[start]
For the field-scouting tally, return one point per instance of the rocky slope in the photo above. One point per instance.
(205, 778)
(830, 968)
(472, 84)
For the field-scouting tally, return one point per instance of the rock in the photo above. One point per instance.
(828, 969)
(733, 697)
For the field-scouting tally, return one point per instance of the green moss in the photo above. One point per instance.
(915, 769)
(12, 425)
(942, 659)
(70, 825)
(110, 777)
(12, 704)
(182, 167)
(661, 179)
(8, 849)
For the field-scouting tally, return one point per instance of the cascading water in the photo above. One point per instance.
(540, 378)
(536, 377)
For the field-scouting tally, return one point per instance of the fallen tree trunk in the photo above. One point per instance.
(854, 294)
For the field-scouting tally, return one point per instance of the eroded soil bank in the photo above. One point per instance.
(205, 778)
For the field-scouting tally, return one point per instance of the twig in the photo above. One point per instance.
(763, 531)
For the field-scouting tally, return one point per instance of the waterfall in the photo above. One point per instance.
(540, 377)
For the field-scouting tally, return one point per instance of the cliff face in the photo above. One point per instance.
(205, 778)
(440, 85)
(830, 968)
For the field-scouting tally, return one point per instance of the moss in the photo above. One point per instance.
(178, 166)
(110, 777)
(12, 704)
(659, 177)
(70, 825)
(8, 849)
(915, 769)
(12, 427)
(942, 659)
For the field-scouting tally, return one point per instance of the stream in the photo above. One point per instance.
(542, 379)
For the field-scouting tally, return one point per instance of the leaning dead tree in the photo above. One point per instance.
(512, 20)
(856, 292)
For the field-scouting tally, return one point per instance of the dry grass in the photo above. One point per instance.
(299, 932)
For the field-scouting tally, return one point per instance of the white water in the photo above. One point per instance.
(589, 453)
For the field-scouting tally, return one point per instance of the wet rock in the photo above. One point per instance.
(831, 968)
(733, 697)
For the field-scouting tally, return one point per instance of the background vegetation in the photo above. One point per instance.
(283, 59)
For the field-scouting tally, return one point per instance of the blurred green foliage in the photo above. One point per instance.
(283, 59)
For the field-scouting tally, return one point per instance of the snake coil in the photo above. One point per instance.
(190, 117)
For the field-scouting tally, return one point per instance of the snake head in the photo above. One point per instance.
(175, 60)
[end]
Exercise requirements
Reproduce the part of the listing above that opens with the line containing "the dry grass" and closes at the end of the listing, replacing "snake" with "serpent" and leaving everything else unchanged.

Right answer
For the field-scouting tally, return one point per instance of the dry grass in the photo above. One point per instance.
(299, 932)
For the field-scouting tally, return one point per instance of the white water in the photo above. One point per instance.
(589, 453)
For the field-scouting tally, return one point per instance of the wet rock in the photo above. One point per instance.
(831, 968)
(733, 697)
For the field-scouting tally, return one point per instance of the background vegetation in the photo above. One point per instance.
(283, 59)
For the field-scouting tally, return one point per instance of the blurred green foliage in the photo above. One point per instance.
(283, 59)
For the field-scouting tally, return one point per instance of the serpent coil in the photo above. One point per instance.
(190, 117)
For the field-scouting tally, return one point per instance of the serpent head in the photo above. One point per instance.
(175, 60)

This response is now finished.